Text-to-region grounding data
»»

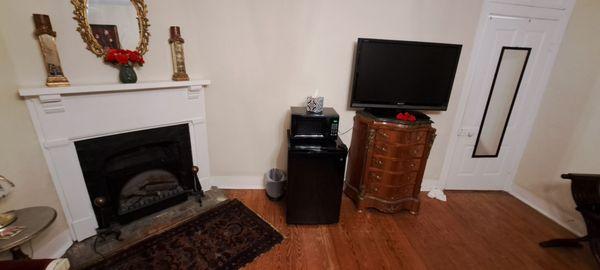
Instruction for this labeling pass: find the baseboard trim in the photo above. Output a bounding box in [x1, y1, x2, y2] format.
[420, 179, 437, 192]
[509, 183, 586, 237]
[32, 229, 73, 259]
[209, 175, 265, 189]
[209, 175, 438, 192]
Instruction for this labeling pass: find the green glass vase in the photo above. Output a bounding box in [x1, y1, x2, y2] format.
[119, 64, 137, 83]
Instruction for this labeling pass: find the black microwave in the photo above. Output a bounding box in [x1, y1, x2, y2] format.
[290, 107, 339, 142]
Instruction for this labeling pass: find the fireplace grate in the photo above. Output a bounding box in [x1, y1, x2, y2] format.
[75, 124, 195, 228]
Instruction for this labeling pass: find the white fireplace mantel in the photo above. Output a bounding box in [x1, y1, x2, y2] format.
[19, 80, 211, 242]
[20, 80, 211, 114]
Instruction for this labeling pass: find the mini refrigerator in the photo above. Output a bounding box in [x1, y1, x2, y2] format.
[286, 132, 348, 224]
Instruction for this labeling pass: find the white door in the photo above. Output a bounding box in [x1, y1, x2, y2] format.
[445, 12, 564, 190]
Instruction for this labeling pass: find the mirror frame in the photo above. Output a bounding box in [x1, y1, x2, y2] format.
[71, 0, 150, 57]
[472, 46, 531, 158]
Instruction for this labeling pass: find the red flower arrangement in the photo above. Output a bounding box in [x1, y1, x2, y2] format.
[104, 49, 145, 66]
[396, 112, 417, 122]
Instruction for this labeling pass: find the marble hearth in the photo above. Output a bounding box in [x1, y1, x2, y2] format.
[19, 80, 211, 241]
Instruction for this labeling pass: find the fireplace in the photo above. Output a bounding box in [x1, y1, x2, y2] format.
[19, 81, 211, 241]
[75, 124, 197, 228]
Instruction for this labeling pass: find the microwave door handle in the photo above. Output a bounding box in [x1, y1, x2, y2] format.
[294, 134, 324, 138]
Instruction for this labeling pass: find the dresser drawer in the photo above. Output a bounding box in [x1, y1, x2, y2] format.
[370, 156, 421, 172]
[372, 143, 425, 159]
[365, 182, 416, 201]
[375, 129, 428, 144]
[366, 169, 418, 186]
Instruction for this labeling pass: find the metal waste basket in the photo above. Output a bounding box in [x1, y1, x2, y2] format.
[265, 168, 286, 200]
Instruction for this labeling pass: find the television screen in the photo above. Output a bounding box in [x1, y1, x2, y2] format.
[351, 38, 462, 111]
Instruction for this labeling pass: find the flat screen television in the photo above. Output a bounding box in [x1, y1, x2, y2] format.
[351, 38, 462, 111]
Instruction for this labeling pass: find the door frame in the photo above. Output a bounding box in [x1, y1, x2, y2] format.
[437, 0, 575, 191]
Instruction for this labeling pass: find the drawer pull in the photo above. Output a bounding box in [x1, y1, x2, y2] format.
[371, 173, 382, 180]
[376, 145, 388, 152]
[373, 187, 379, 192]
[375, 160, 383, 166]
[409, 163, 416, 168]
[416, 136, 422, 141]
[411, 149, 419, 155]
[380, 132, 389, 138]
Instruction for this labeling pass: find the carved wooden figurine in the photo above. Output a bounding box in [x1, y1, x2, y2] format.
[33, 14, 70, 87]
[169, 26, 190, 81]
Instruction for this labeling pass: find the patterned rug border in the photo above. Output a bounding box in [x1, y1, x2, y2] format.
[86, 199, 284, 270]
[80, 199, 232, 269]
[207, 199, 286, 269]
[242, 202, 286, 240]
[233, 202, 287, 266]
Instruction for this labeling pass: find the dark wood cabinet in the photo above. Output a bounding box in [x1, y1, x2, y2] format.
[344, 111, 436, 214]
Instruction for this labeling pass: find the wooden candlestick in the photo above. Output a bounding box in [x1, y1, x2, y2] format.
[33, 14, 70, 87]
[169, 26, 190, 81]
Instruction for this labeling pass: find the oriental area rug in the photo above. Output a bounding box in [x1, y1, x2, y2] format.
[86, 199, 283, 270]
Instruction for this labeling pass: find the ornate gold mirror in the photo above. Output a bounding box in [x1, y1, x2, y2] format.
[71, 0, 150, 57]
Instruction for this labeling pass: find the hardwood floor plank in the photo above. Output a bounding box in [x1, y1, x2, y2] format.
[377, 214, 427, 269]
[394, 194, 492, 269]
[448, 192, 546, 269]
[478, 192, 596, 269]
[225, 190, 596, 270]
[325, 223, 361, 270]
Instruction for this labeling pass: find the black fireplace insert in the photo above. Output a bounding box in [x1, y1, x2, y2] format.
[75, 124, 196, 228]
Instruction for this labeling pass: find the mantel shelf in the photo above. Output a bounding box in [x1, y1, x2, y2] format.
[19, 80, 211, 97]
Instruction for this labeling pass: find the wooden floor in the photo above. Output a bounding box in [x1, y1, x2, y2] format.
[226, 190, 596, 270]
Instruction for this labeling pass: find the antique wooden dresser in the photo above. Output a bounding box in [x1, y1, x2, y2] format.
[344, 111, 436, 214]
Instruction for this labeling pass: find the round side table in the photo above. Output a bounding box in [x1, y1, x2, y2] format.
[0, 206, 56, 260]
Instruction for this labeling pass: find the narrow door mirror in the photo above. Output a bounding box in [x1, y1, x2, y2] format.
[473, 47, 531, 157]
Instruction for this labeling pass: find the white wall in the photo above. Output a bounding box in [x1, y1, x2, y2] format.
[0, 0, 483, 255]
[193, 0, 483, 184]
[1, 0, 483, 181]
[512, 0, 600, 235]
[0, 16, 70, 259]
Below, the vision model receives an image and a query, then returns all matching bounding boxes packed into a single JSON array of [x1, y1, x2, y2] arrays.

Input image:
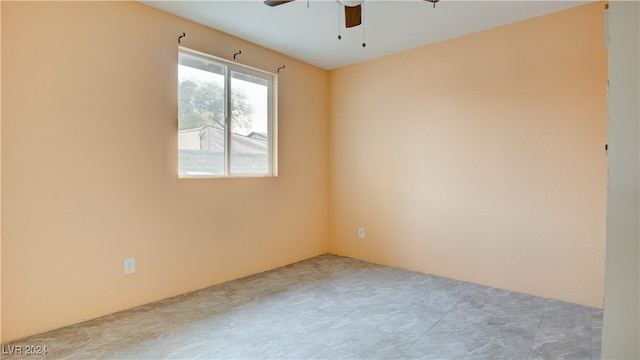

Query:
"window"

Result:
[[178, 47, 277, 178]]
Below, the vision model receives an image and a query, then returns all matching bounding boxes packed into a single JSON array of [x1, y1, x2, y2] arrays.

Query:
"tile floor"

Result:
[[2, 254, 602, 359]]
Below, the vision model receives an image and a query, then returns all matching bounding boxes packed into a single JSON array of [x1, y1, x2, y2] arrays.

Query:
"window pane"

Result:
[[178, 54, 226, 176], [230, 70, 270, 174]]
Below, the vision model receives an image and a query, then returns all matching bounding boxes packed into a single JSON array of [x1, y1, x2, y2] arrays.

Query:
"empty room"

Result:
[[1, 1, 638, 359]]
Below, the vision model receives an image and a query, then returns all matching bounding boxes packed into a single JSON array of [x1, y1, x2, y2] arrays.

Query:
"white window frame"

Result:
[[178, 46, 278, 178]]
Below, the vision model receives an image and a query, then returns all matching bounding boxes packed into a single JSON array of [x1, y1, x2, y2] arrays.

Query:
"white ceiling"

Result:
[[141, 0, 590, 70]]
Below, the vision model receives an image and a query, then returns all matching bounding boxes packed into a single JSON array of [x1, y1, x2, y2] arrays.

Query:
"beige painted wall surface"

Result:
[[1, 2, 329, 342], [329, 2, 607, 308]]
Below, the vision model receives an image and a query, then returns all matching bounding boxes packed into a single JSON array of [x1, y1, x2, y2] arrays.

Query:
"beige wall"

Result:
[[328, 2, 607, 308], [602, 1, 640, 358], [0, 2, 329, 342]]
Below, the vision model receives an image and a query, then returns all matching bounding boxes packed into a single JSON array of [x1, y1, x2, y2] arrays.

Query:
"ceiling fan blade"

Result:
[[344, 4, 362, 28], [264, 0, 295, 7]]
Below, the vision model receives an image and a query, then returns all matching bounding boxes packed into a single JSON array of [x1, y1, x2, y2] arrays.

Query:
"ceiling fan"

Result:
[[264, 0, 440, 28], [264, 0, 364, 28]]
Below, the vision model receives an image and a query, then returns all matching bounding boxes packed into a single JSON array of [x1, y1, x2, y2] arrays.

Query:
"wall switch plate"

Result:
[[124, 258, 135, 275], [358, 228, 365, 239]]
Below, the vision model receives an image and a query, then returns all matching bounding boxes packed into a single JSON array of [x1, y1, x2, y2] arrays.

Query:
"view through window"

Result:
[[178, 47, 276, 177]]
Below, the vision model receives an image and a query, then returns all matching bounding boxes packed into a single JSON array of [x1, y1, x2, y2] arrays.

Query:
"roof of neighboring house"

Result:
[[178, 126, 267, 154]]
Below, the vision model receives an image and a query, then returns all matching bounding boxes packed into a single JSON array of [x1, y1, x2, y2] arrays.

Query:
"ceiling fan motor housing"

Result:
[[338, 0, 364, 7]]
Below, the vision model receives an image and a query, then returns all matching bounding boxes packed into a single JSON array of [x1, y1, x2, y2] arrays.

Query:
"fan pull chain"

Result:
[[361, 3, 366, 47], [337, 2, 342, 40]]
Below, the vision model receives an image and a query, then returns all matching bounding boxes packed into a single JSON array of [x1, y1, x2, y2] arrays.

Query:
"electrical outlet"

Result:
[[358, 228, 365, 239], [124, 258, 135, 275]]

««

Each line in which the string "beige" is found must be copied from the data.

▶ [Reply to the task]
"beige painted wall surface"
"beige wall"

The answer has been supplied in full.